RECORD EXTRACTS

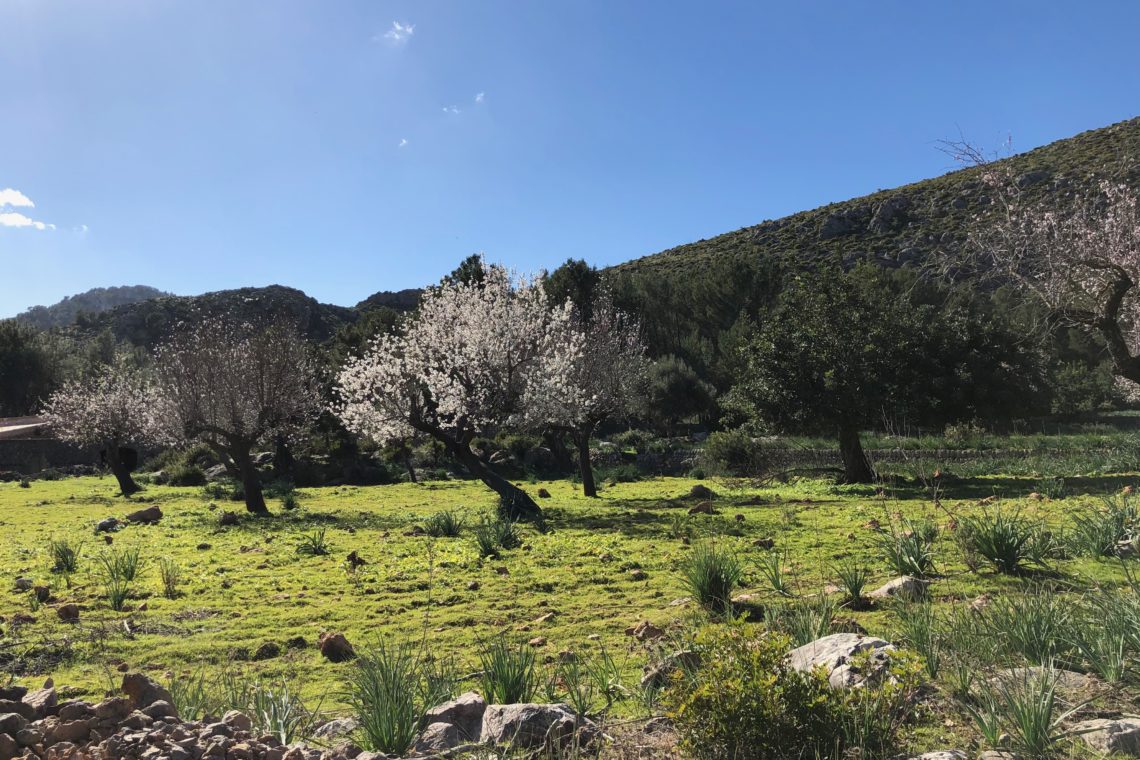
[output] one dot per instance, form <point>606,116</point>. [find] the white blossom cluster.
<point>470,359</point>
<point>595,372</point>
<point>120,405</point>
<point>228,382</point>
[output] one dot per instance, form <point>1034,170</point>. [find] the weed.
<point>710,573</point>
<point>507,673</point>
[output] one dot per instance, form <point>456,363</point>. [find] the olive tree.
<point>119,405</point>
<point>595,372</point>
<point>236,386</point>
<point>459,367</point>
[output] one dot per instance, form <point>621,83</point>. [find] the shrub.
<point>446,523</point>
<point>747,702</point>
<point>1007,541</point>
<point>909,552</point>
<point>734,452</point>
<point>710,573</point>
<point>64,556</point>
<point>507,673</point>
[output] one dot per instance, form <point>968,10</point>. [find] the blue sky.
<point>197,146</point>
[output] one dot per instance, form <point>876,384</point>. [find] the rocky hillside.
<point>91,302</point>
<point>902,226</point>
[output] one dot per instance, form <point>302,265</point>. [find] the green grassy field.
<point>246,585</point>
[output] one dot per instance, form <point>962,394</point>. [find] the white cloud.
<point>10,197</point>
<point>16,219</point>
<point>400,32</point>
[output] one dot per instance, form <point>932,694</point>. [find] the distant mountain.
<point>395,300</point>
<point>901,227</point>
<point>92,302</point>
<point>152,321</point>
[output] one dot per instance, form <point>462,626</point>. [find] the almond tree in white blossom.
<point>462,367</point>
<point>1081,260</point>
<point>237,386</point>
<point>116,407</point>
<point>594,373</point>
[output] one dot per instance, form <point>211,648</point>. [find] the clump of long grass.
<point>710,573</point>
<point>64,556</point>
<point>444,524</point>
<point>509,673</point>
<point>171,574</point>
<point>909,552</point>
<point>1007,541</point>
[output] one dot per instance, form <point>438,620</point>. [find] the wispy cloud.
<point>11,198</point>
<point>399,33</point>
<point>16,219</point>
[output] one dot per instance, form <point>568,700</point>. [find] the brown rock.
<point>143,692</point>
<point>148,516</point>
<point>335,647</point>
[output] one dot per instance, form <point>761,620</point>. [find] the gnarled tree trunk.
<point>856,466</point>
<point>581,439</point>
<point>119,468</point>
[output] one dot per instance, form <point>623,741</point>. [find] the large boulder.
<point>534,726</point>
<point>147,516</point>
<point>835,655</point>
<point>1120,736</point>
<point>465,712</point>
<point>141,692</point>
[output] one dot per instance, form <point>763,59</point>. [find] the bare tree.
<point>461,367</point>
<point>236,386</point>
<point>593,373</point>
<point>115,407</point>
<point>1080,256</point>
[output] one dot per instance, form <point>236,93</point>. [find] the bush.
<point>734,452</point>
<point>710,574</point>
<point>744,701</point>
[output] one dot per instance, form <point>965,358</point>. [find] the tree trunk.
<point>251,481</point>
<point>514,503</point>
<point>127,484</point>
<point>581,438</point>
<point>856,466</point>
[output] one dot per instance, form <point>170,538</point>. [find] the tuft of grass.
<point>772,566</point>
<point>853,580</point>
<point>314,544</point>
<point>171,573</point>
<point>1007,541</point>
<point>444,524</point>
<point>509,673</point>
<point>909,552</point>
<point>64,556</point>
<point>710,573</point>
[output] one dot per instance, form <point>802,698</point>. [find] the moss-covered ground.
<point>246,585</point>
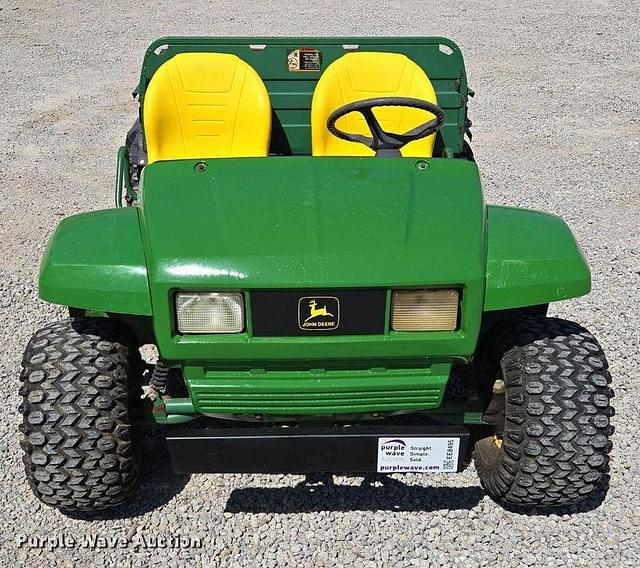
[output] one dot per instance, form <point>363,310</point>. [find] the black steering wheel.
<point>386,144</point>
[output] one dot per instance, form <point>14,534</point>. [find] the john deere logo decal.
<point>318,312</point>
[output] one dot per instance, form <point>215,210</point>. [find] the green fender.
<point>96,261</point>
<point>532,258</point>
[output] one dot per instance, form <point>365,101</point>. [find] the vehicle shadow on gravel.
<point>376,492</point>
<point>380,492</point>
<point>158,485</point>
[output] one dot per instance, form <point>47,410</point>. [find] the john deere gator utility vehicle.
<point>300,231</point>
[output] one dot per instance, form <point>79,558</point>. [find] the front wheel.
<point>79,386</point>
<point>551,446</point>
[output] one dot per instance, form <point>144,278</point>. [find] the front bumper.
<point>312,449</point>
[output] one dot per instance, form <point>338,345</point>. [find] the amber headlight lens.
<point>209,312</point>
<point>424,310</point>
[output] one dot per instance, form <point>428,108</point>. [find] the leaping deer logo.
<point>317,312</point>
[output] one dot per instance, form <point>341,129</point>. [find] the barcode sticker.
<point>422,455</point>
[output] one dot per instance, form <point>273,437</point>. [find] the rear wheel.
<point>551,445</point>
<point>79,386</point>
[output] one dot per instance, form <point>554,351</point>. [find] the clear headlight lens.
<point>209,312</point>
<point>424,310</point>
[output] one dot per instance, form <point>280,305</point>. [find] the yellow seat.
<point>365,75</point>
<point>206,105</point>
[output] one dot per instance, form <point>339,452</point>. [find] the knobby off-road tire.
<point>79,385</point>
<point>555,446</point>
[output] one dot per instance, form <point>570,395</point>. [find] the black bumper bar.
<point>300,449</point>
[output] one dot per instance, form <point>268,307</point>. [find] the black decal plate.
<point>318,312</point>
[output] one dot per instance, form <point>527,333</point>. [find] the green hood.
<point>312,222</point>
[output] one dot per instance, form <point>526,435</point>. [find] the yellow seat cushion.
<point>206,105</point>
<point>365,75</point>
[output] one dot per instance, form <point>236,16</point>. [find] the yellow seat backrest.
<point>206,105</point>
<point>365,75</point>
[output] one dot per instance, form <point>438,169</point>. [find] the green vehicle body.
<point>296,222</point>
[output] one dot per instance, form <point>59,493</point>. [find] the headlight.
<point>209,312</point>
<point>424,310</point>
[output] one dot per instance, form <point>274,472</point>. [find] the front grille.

TASK BRIEF
Your copy should match the data above exactly, apart from the pictures.

RESPONSE TO THIS EXERCISE
[output] one dot per instance, form <point>606,116</point>. [find] the white blossom cluster.
<point>470,359</point>
<point>595,372</point>
<point>120,405</point>
<point>228,382</point>
[output] one dot per instance, form <point>1034,170</point>. [find] the weed.
<point>710,573</point>
<point>507,673</point>
[output] one dot per instance, form <point>456,363</point>. [find] the olive tree.
<point>119,405</point>
<point>595,372</point>
<point>236,386</point>
<point>459,367</point>
[output] one dot per instance, form <point>621,83</point>. [find] the shrub.
<point>446,523</point>
<point>747,702</point>
<point>1007,541</point>
<point>909,552</point>
<point>734,452</point>
<point>710,573</point>
<point>64,556</point>
<point>507,673</point>
[output] one dot per instance, form <point>968,10</point>. [find] the blue sky.
<point>197,146</point>
[output] one dot per instance, form <point>876,384</point>. [find] the rocky hillside.
<point>91,302</point>
<point>902,226</point>
[output] one dot per instance, form <point>302,265</point>. [find] the green grassy field.
<point>246,585</point>
[output] one dot per instance, form <point>962,394</point>. [find] the white cloud.
<point>10,197</point>
<point>16,219</point>
<point>400,32</point>
[output] one dot per instance, form <point>932,694</point>. [find] the distant mountain.
<point>395,300</point>
<point>901,227</point>
<point>92,302</point>
<point>152,321</point>
[output] one dot per instance, form <point>462,626</point>. [find] the almond tree in white blossom.
<point>462,367</point>
<point>1081,260</point>
<point>237,386</point>
<point>116,407</point>
<point>594,373</point>
[output] one dot per instance, form <point>211,648</point>. [find] the clump of long grass.
<point>710,573</point>
<point>64,556</point>
<point>444,524</point>
<point>509,673</point>
<point>171,574</point>
<point>909,552</point>
<point>1007,541</point>
[output] one dot per instance, form <point>438,620</point>. [find] the wispy cloud.
<point>11,198</point>
<point>399,33</point>
<point>16,219</point>
[output] one dot per instance, form <point>568,700</point>. [find] the brown rock.
<point>143,692</point>
<point>148,516</point>
<point>335,647</point>
[output] one dot per instance, form <point>761,620</point>. [find] the gnarled tree trunk.
<point>856,466</point>
<point>581,439</point>
<point>119,468</point>
[output] one dot per instance, form <point>623,741</point>. [find] the large boulder.
<point>534,726</point>
<point>147,516</point>
<point>835,655</point>
<point>1120,736</point>
<point>465,712</point>
<point>141,692</point>
[output] one dot per instance, form <point>763,59</point>. [find] the bare tree.
<point>461,367</point>
<point>236,386</point>
<point>593,373</point>
<point>115,407</point>
<point>1080,256</point>
[output] one dot per instance, form <point>236,93</point>. [find] the bush.
<point>734,452</point>
<point>710,574</point>
<point>744,701</point>
[output] one dot per instance, form <point>965,358</point>. [find] the tree trunk.
<point>251,481</point>
<point>514,503</point>
<point>127,484</point>
<point>581,438</point>
<point>856,466</point>
[output] one dot per instance, form <point>170,538</point>. [find] the tuft of grass.
<point>772,566</point>
<point>853,580</point>
<point>314,544</point>
<point>171,573</point>
<point>1007,541</point>
<point>444,524</point>
<point>509,673</point>
<point>909,552</point>
<point>64,556</point>
<point>710,573</point>
[output] one dot per instance, form <point>802,698</point>. [find] the moss-covered ground.
<point>246,585</point>
[output] one dot per instance, form <point>363,310</point>. [find] the black steering wheel.
<point>386,144</point>
[output] one dot per instance, form <point>14,534</point>. [find] the john deere logo decal.
<point>318,312</point>
[output] one dot per instance, form <point>215,210</point>. [find] the green fender.
<point>96,261</point>
<point>532,258</point>
[output] one dot per instance, form <point>365,101</point>. [find] the vehicle shadow on gravel.
<point>376,492</point>
<point>380,492</point>
<point>158,485</point>
[output] one dot per instance, form <point>47,410</point>. [find] the john deere gator utility vehicle.
<point>300,231</point>
[output] one dot per instance, form <point>79,558</point>. [find] the front wheel.
<point>79,386</point>
<point>551,446</point>
[output] one dot per instance, form <point>144,278</point>. [find] the front bumper.
<point>312,449</point>
[output] one dot per instance, form <point>338,345</point>. [find] the amber headlight lens.
<point>209,312</point>
<point>424,310</point>
[output] one dot per instance, form <point>428,108</point>. [find] the leaping deer logo.
<point>317,312</point>
[output] one dot per instance, form <point>341,129</point>. [find] the barcode sticker.
<point>422,455</point>
[output] one dot per instance, form <point>273,437</point>. [find] the rear wheel.
<point>551,445</point>
<point>79,386</point>
[output] one dot per instance, form <point>554,351</point>. [find] the clear headlight lens.
<point>209,312</point>
<point>424,310</point>
[output] one dot per instance, form <point>280,305</point>. [find] the yellow seat.
<point>365,75</point>
<point>206,105</point>
[output] one dot per instance, form <point>339,452</point>. [find] the knobby off-road tire.
<point>79,385</point>
<point>555,446</point>
[output] one dot per instance, form <point>570,395</point>. [find] the black bumper bar.
<point>300,449</point>
[output] one dot per instance, form <point>268,307</point>. [find] the black decal plate.
<point>318,312</point>
[output] one dot per instance, form <point>527,333</point>. [find] the green hood.
<point>312,222</point>
[output] one dot per instance, form <point>526,435</point>. [find] the yellow seat cushion.
<point>206,105</point>
<point>365,75</point>
[output] one dot per instance, form <point>236,16</point>. [find] the yellow seat backrest.
<point>206,105</point>
<point>365,75</point>
[output] one dot per instance, form <point>438,169</point>. [find] the green vehicle body.
<point>296,222</point>
[output] one dot per instance, form <point>59,493</point>. [find] the headlight.
<point>209,312</point>
<point>424,310</point>
[output] one dot per instance, form <point>274,472</point>. [find] the front grille.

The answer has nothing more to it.